══ Data listing ══

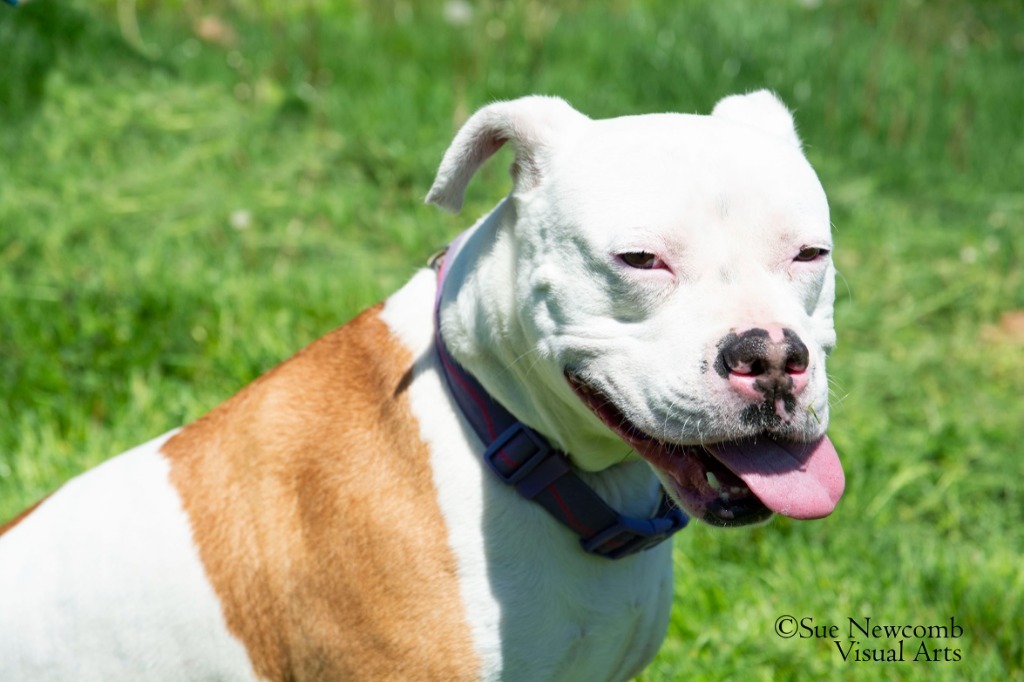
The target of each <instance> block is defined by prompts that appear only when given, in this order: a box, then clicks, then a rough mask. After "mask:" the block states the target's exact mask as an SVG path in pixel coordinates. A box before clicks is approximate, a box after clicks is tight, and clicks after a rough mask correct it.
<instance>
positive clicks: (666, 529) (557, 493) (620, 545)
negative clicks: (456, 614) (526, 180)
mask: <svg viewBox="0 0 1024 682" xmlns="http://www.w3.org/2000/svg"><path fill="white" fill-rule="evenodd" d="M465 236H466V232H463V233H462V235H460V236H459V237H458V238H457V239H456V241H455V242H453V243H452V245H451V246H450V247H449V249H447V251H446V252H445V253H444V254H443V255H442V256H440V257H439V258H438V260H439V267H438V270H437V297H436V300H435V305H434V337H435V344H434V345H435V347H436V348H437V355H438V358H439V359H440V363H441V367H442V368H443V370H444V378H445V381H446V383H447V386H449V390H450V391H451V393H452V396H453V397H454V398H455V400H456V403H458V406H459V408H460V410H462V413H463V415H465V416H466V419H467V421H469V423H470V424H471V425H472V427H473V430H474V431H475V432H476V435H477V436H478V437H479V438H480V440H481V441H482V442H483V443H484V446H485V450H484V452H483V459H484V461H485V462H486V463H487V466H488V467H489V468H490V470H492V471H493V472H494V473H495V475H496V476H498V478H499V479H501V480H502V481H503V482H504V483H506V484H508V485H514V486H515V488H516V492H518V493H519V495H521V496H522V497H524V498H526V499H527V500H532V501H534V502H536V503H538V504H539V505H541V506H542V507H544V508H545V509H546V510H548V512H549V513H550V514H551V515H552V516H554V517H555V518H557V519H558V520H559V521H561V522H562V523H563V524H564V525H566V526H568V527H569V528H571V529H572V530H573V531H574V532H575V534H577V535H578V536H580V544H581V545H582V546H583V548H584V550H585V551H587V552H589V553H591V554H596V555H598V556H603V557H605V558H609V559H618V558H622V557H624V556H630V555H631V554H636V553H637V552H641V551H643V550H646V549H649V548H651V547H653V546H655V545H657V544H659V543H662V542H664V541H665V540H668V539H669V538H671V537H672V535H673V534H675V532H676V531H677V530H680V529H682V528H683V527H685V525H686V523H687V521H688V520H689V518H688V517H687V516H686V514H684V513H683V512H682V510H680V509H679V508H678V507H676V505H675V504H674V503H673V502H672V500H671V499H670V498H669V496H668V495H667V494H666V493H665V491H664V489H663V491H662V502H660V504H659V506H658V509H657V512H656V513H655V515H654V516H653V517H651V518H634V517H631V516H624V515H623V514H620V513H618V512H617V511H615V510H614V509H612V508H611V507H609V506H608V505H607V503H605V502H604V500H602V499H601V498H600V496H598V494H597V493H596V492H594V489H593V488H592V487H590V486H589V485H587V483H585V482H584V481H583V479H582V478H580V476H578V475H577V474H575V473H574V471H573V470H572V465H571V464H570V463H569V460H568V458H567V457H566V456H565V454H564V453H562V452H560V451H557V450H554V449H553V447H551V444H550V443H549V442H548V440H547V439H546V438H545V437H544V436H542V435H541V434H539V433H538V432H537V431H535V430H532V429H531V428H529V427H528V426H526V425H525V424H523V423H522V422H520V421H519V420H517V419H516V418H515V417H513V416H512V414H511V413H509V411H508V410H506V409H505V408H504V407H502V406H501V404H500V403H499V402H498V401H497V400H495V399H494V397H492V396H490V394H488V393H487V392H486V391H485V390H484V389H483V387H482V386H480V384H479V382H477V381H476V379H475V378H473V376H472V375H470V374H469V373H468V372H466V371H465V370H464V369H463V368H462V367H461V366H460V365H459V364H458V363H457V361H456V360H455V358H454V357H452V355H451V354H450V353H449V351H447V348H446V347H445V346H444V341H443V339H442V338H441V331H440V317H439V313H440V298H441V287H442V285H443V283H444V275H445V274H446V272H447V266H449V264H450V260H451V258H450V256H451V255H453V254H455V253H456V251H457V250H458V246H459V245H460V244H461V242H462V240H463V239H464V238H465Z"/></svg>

═══

▶ [Description of the task]
Which lines above include the string "instance"? Show them.

▶ [Exercise output]
The target of each <instance> block is defined by prompts that appear only when given, in this order: a box, then clicks, then a rough mask. After "mask:" the block states the target's exact mask as an SVG path in pixel coordinates. A box before clicks is approximate, a box after clicks is tight, and clicks after a rough mask correct it.
<instance>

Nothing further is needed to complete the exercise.